→ Trecho da página:
- - - - - - -

O despacho de bagagens também é cobrado. Ao contrário do que acontece no Brasil, onde as regras da ANAC obrigam que as empresas aéreas a permitir o check-in de uma mala de até 23kg por passageiro, na Europa (e Estados Unidos) essa imposição não existe. Isso permite às companhias a cobrança de passagens a preços extremamente acessíveis, com taxas extras para os passageiros que levam consigo bagagem a ser despachada. A ANAC têm trabalhado ultimamente para alterar essas regras, o que possibilitaria o barateamento das passagens e permitiria a operação de companhias aéreas de baixo custo no país.

Para evitar essas cobranças extras, a maioria dos passageiros da Ryanair sequer viaja com outra bagagem a não ser a mala de mão. O preço acessível e a ampla oferta de destinos tornaram as viagens pela Europa uma opção de passeio de final de semana. “Nós somos totalmente a favor das taxas e o preço para o check-in e despacho de bagagem vai subir. E vamos continuar subindo até conseguirmos persuadir 40% a 50% dos passageiros que viajam conosco por um ou dois dias para carregar apenas uma bagagem de mão.”, disse O’Leary um tempo atrás. “Eu posso viajar por duas semanas só com uma mochila. Ao invés de levar seu secador de cabelo, porque não comprar um quando chegar lá?”[6].

A política de bagagem de mão da Ryanair ficou famosa por ser radical. Todas as malas de cabine eram pesadas e medidas e as que não se adequavam precisamente às regras eram taxadas. “Éramos nós que dizíamos aos nossos empregados que medissem a mala de todos até o último milímetro”, disse Michael mais recentemente, no final de 2015, quando admitiu a prática de manter um controle obsessivo pelas regras de bagagem. Mas ele acrescentou que o propósito nunca foi ganhar dinheiro com as taxas, mas sim diminuir o número de bagagens despachadas – meta atingida além do planejado: hoje cerca de 80% dos passageiros viajam apenas com a bagagem de mão[7].

A cobrança pelas malas despachadas e a medição exigente e precisa das bagagens acabaram criando um surpreendente incômodo para passageiros mais desavisados. Se, no momento do embarque, a mala for maior do que o permitido, ela não pode embarcar ou o passageiro se vê forçado a pagar por despachá-la. Se tornou comum ver pessoas esvaziando suas mochilas em saguões de aeroportos pela Europa e vestindo diversas camadas de roupas para tentar esvaziar o máximo possível suas malas.

- - - - - - -

→ Tarefa proposta 1:
Responda com base no trecho:
(a) Qual é o peso máximo da mala que, pelas regras da ANAC, as empresas aéreas no Brasil devem permitir no check-in por passageiro?
(b) Quando Michael admitiu o controle obsessivo das regras de bagagem?
(c) Que porcentagem dos passageiros viaja hoje apenas com a bagagem de mão?
→ Tarefa proposta 2: Resuma o trecho em duas frases.
→ Tarefa proposta 3: Imprima, sem alterações, a parte do trecho que vai de "A política de" até "bagagem de mão[7].", incluindo estas últimas palavras.
O material não é necessário para estas tarefas.

→ Material fornecido:
- - - - - - -

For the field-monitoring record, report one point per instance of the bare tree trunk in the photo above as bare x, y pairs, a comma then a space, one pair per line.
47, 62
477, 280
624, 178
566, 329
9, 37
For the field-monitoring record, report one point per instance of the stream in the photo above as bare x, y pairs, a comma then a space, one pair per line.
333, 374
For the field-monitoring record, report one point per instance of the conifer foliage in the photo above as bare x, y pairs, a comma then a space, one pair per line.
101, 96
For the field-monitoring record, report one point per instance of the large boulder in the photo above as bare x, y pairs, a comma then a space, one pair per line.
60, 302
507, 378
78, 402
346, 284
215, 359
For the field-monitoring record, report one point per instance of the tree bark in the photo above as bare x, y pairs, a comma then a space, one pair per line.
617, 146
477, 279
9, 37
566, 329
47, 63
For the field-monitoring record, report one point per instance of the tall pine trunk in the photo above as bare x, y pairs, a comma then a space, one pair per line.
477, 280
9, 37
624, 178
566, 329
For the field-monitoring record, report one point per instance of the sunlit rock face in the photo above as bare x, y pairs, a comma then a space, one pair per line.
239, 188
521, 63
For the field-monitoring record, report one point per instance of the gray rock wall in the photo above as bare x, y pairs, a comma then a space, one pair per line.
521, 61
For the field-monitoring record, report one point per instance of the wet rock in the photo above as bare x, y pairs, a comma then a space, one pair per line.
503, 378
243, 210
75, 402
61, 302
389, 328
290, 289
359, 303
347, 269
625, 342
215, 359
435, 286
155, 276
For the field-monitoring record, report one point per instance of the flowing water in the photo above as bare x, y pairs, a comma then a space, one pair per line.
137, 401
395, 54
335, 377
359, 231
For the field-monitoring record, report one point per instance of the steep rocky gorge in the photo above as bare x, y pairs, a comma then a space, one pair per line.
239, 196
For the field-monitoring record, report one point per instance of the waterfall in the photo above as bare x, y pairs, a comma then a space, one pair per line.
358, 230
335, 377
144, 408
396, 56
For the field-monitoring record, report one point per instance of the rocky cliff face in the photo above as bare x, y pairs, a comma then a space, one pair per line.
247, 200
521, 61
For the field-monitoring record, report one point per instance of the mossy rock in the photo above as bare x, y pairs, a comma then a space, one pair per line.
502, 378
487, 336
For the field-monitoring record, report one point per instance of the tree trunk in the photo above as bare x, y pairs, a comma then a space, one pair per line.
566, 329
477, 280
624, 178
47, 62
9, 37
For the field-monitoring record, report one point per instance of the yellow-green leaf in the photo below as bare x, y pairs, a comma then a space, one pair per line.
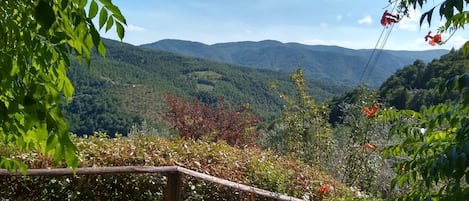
102, 17
93, 10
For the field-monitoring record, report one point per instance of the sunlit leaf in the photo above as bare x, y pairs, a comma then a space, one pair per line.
93, 9
102, 17
120, 30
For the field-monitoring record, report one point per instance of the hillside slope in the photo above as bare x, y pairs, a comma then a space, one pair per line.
330, 63
418, 84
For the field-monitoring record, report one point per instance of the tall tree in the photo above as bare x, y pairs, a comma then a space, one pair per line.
37, 38
433, 154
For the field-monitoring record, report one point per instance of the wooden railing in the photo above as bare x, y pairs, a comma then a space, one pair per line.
172, 190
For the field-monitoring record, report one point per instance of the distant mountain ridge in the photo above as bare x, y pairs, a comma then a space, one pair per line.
330, 63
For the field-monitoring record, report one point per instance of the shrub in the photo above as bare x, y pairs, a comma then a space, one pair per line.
249, 166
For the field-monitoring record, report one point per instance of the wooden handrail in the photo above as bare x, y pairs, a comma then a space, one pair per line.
172, 190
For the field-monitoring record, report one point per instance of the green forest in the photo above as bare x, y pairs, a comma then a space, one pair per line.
72, 99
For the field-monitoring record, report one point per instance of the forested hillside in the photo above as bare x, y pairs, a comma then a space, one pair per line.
418, 85
129, 86
330, 63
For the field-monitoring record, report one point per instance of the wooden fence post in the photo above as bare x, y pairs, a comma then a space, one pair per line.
172, 191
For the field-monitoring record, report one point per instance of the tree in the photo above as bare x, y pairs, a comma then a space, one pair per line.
37, 38
303, 129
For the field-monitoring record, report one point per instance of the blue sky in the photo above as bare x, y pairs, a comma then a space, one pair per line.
347, 23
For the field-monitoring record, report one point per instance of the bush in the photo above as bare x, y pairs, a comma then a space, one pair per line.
203, 121
249, 166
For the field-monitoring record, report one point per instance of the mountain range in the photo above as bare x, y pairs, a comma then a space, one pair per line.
129, 86
329, 63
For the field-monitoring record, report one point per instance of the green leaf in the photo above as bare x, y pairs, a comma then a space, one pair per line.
120, 30
93, 10
102, 17
101, 49
68, 89
116, 13
459, 4
109, 23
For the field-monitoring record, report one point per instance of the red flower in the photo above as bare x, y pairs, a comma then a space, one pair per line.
372, 112
436, 39
322, 190
370, 146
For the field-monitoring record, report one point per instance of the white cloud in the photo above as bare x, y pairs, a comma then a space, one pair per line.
365, 20
132, 27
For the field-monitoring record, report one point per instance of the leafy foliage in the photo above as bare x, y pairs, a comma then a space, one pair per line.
434, 153
417, 85
303, 130
37, 38
454, 12
204, 121
263, 169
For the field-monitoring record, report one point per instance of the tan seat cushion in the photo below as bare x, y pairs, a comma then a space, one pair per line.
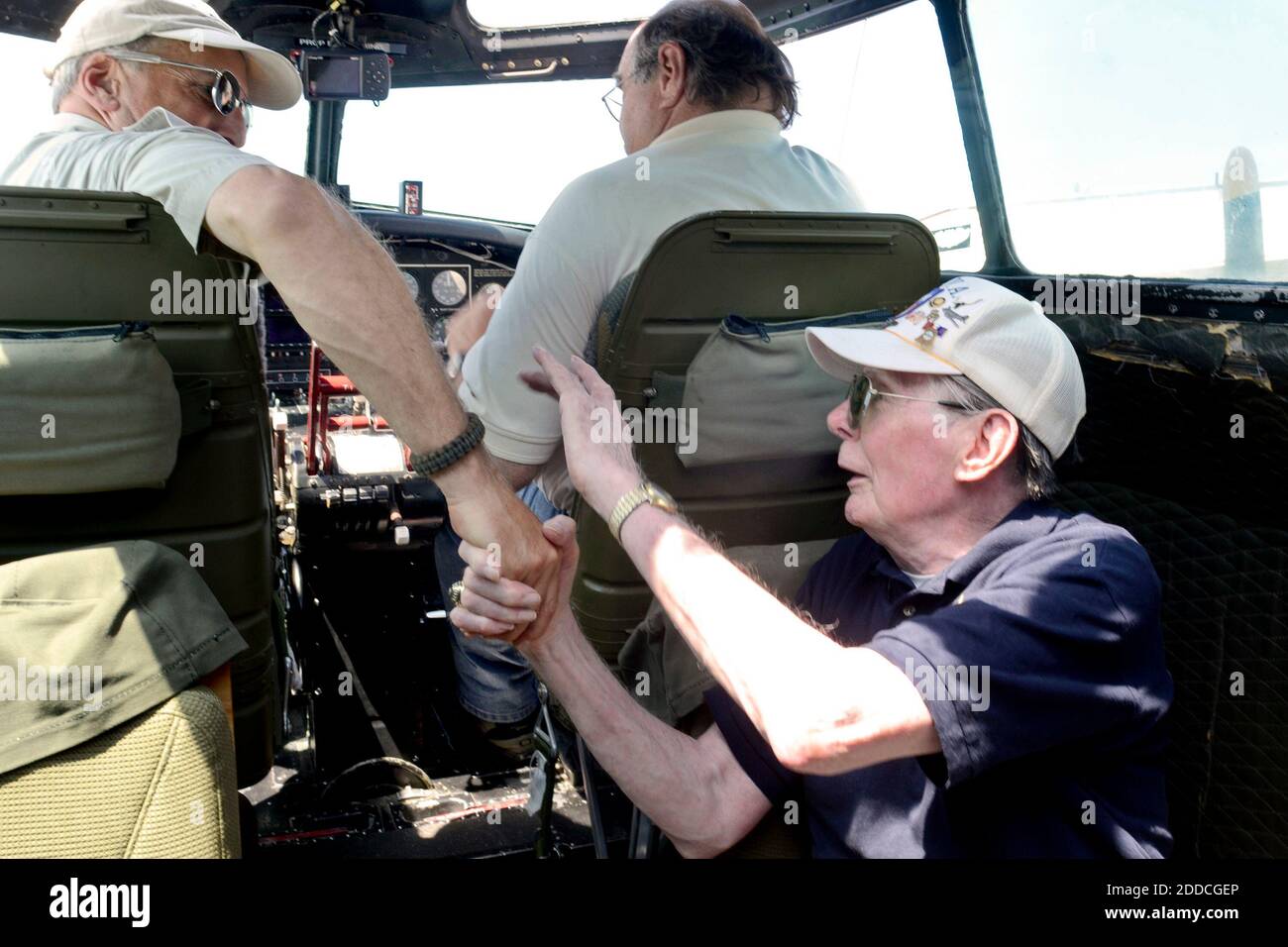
160, 787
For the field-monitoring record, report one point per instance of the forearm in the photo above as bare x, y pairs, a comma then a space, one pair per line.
347, 292
661, 770
780, 669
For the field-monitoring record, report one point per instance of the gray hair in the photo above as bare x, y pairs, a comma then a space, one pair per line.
68, 69
726, 52
1035, 467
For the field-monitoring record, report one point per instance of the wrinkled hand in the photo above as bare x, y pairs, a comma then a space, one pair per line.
467, 326
492, 605
496, 522
595, 440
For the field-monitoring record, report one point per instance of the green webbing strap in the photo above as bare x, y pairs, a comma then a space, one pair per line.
194, 406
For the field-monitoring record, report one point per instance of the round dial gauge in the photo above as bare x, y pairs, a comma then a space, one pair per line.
449, 287
412, 286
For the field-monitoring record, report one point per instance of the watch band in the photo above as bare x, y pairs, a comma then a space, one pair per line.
451, 453
644, 493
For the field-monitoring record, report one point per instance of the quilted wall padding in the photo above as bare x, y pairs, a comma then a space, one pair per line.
160, 787
1225, 612
1168, 434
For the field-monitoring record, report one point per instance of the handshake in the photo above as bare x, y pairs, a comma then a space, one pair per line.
519, 573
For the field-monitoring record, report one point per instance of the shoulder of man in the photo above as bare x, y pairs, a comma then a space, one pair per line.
1087, 552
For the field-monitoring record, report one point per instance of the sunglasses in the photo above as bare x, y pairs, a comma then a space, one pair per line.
612, 101
862, 394
226, 93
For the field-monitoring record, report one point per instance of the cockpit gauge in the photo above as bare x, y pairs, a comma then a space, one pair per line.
412, 285
449, 287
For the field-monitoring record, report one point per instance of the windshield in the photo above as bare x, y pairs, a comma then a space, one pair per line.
524, 13
1140, 137
505, 151
281, 137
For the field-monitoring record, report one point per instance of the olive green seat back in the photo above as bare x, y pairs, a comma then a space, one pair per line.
159, 787
755, 264
76, 258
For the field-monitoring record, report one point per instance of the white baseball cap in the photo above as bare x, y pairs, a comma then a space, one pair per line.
95, 25
969, 326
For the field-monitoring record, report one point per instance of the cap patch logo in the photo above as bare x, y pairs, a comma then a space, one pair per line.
938, 312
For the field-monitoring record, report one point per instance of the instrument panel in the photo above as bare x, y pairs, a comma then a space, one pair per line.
441, 278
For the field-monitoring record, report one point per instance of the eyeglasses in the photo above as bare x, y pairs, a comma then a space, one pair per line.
226, 93
862, 394
612, 101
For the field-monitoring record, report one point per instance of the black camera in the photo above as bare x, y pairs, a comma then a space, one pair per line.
346, 73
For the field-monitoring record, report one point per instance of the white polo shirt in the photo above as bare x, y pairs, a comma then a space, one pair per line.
160, 157
596, 232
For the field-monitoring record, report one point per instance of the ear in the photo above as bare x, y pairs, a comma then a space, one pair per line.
992, 445
673, 73
99, 81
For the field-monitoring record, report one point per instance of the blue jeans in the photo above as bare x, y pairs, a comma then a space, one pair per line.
493, 680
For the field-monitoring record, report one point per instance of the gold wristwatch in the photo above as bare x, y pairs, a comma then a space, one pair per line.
644, 493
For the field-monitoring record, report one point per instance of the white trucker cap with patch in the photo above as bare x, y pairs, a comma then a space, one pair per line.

- - - - - - -

→ Resposta 1:
(a) Até 23kg.
(b) No final de 2015.
(c) Cerca de 80%.

→ Resposta 2: Na Europa, ao contrário do Brasil, as companhias aéreas podem cobrar pelo despacho de bagagem, e a Ryanair adotou taxas e uma medição rigorosa das malas de mão com o propósito de diminuir o número de bagagens despachadas. Hoje cerca de 80% dos passageiros viajam apenas com a bagagem de mão, e tornou-se comum ver pessoas nos aeroportos europeus esvaziando mochilas e vestindo várias camadas de roupa para esvaziar suas malas.

→ Resposta 3:
A política de bagagem de mão da Ryanair ficou famosa por ser radical. Todas as malas de cabine eram pesadas e medidas e as que não se adequavam precisamente às regras eram taxadas. “Éramos nós que dizíamos aos nossos empregados que medissem a mala de todos até o último milímetro”, disse Michael mais recentemente, no final de 2015, quando admitiu a prática de manter um controle obsessivo pelas regras de bagagem. Mas ele acrescentou que o propósito nunca foi ganhar dinheiro com as taxas, mas sim diminuir o número de bagagens despachadas – meta atingida além do planejado: hoje cerca de 80% dos passageiros viajam apenas com a bagagem de mão[7].